DESCRIPTION OF THE TASK = Give back the data from its beginning up to and including the line that contains "[[[0,276],[959,270],[959,2],[0,1]]]", swapping "outline" for "boundary" and changing nothing else.
━━━━━━━━━━━━━━━━
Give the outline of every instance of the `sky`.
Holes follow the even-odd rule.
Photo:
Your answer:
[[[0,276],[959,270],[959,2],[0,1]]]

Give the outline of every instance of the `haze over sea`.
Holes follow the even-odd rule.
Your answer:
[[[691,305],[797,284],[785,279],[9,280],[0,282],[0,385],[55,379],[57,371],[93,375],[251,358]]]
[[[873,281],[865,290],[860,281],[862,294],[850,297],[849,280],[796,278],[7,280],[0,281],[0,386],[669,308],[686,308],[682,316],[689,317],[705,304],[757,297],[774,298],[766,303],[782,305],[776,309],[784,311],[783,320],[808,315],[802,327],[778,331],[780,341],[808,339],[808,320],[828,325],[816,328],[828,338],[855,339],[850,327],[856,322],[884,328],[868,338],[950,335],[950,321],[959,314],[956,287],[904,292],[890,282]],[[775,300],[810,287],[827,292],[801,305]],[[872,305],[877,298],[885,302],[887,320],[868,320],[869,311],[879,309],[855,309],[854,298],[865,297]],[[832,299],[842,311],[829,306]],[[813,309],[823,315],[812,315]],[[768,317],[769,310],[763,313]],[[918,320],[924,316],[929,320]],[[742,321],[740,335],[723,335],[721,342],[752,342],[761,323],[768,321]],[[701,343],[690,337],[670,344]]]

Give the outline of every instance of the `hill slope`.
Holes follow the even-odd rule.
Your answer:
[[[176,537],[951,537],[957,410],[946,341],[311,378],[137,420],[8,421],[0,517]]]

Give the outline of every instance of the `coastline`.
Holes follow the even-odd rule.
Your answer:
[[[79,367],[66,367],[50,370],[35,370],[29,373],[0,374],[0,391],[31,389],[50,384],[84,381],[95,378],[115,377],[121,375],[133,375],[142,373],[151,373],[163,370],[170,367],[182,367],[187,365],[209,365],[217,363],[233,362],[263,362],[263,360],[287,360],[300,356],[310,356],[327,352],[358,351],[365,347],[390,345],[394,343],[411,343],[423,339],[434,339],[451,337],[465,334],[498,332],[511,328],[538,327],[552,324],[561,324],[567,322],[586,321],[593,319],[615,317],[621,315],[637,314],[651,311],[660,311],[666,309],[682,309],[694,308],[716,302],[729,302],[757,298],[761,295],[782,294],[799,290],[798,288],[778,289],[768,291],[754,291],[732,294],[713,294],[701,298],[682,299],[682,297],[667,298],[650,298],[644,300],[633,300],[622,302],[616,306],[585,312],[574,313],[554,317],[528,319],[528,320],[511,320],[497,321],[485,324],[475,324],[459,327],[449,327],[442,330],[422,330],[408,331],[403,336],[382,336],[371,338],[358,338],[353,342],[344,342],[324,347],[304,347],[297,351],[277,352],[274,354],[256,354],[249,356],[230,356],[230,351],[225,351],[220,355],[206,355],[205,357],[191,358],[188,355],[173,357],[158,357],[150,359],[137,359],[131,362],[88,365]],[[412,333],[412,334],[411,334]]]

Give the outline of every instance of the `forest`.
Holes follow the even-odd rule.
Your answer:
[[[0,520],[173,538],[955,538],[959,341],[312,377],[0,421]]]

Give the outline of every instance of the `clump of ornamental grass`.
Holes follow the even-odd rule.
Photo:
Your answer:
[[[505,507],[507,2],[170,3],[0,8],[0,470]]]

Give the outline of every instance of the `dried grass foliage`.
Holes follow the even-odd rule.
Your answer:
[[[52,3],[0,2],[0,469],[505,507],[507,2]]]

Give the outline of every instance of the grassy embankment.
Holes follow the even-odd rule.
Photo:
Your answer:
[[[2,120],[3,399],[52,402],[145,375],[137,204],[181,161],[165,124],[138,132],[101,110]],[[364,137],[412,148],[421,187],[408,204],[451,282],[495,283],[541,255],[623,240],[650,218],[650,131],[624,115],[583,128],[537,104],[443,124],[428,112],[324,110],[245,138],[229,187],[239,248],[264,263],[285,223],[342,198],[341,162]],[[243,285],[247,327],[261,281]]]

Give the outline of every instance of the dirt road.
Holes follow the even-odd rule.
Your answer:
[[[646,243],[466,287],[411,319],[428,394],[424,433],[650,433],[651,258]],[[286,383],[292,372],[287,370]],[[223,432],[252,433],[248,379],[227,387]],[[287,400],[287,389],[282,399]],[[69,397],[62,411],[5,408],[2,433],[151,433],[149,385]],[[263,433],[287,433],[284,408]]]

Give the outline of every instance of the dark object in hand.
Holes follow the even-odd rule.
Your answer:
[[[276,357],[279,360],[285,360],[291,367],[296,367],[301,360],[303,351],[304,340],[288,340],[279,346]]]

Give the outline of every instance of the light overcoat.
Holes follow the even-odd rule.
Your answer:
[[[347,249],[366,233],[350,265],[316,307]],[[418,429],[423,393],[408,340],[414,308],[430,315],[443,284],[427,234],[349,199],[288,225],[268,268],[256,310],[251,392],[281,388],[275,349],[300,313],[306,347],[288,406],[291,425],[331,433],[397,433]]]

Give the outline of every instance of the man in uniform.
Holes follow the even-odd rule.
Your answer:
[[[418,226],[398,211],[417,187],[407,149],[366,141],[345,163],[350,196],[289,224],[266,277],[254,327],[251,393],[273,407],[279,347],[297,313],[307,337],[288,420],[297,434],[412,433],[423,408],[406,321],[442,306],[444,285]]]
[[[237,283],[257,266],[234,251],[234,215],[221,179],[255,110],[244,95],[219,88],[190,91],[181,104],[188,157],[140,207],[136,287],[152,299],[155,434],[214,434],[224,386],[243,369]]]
━━━━━━━━━━━━━━━━
RESULT OF THIS EXERCISE =
Give the boundary of every instance of the `sky`.
Holes follow the even-odd rule.
Photo:
Your answer:
[[[0,276],[959,270],[959,2],[0,1]]]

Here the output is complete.